WORK INSTRUCTIONS: Using the entries below, return word for word the lines from the one containing "# test: mark the ferry" up to and including the last.

--- START DATASET RECORDS ---

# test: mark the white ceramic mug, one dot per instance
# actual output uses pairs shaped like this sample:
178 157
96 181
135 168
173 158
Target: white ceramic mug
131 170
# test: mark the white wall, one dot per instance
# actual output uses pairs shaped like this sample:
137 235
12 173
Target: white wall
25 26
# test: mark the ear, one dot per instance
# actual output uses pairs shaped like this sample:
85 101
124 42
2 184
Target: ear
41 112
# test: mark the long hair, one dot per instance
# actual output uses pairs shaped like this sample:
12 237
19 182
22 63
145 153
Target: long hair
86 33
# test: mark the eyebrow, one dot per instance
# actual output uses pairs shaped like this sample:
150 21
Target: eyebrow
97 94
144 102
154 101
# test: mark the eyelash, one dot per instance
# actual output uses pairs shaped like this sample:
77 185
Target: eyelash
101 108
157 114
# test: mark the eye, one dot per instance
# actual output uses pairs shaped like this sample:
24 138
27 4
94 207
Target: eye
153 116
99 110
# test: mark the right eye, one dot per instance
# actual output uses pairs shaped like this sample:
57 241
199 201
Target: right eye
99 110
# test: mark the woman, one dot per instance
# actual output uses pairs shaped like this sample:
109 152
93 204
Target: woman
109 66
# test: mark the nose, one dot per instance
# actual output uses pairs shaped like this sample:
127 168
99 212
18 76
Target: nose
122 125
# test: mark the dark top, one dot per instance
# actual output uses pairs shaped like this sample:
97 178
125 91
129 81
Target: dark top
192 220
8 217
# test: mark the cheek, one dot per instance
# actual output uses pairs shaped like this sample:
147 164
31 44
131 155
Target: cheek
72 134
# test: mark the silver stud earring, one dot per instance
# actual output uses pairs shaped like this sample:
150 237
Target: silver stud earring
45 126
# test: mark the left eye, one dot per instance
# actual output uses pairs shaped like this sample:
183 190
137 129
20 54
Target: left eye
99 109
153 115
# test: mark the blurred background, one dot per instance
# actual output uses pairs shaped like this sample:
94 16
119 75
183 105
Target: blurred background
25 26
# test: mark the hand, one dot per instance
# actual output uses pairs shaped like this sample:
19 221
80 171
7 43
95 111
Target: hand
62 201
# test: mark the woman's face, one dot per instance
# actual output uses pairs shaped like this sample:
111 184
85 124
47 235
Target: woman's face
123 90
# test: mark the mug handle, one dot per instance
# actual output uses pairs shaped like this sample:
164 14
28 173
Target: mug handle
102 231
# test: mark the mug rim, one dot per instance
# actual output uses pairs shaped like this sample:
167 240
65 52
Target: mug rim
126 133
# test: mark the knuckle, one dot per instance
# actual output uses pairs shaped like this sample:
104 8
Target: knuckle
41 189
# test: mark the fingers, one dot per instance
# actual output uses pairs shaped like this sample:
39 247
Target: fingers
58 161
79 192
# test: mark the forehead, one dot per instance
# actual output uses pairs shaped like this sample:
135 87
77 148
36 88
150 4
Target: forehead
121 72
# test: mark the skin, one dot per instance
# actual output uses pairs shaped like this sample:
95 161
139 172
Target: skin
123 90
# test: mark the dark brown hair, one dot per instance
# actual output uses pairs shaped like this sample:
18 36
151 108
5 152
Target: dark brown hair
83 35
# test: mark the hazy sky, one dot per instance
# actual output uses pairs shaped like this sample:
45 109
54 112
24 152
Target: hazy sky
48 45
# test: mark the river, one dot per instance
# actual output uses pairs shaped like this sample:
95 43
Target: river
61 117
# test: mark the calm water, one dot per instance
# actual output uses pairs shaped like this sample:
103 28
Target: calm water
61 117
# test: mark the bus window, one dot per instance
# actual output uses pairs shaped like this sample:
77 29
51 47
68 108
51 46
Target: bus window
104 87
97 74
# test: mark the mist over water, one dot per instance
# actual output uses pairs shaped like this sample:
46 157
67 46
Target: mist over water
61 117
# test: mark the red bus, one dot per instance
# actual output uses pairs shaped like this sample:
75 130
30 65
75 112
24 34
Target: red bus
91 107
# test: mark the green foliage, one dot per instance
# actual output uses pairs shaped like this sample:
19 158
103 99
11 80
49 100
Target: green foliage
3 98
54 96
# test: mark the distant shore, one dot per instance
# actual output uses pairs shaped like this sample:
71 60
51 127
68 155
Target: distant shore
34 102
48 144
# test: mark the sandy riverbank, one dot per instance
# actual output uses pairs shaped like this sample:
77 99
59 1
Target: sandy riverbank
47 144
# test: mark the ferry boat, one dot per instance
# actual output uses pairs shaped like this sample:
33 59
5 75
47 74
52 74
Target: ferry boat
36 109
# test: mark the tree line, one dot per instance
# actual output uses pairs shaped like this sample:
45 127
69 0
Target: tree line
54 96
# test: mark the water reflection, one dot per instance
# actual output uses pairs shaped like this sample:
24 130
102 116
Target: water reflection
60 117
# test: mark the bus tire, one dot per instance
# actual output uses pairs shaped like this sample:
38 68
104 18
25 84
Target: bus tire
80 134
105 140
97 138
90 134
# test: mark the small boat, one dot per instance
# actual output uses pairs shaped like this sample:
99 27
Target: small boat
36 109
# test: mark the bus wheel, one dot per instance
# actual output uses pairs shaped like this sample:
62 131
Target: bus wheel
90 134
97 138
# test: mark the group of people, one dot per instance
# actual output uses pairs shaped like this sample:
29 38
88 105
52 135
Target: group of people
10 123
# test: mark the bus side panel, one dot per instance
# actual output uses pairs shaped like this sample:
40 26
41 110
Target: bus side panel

--- END DATASET RECORDS ---

EXPECTED ANSWER:
# test: mark the ferry boat, one dot per instance
# actual output uses pairs shaped like this sample:
33 59
5 75
47 74
52 74
Target: ferry boat
36 109
# test: mark the tree line, one dot per instance
# actual output uses pairs shaped like this sample:
45 127
69 0
Target: tree line
54 96
# test: mark the water reflection, one dot per instance
# actual output uses pairs shaped like this sample:
24 130
102 116
Target: water reflection
60 117
# test: mark the bus tire, one dot per instance
# actual output uses pairs shaped like this sample:
38 68
104 18
25 84
Target: bus tire
80 134
105 140
97 138
90 134
# test: mark the small boat, one dot per instance
# actual output uses pairs shaped like this sample:
99 27
Target: small boat
36 109
# test: mark the bus wheel, one dot per instance
# actual output uses pairs shaped like this sample:
62 131
Target: bus wheel
90 134
97 138
# test: mark the group of people, one dot per instance
# actual output uses pairs shaped like this sample:
29 38
88 105
52 135
Target: group of people
10 123
# test: mark the bus side panel, one dot per instance
# actual output uses pairs shaped like this sample:
40 26
41 110
Target: bus side panel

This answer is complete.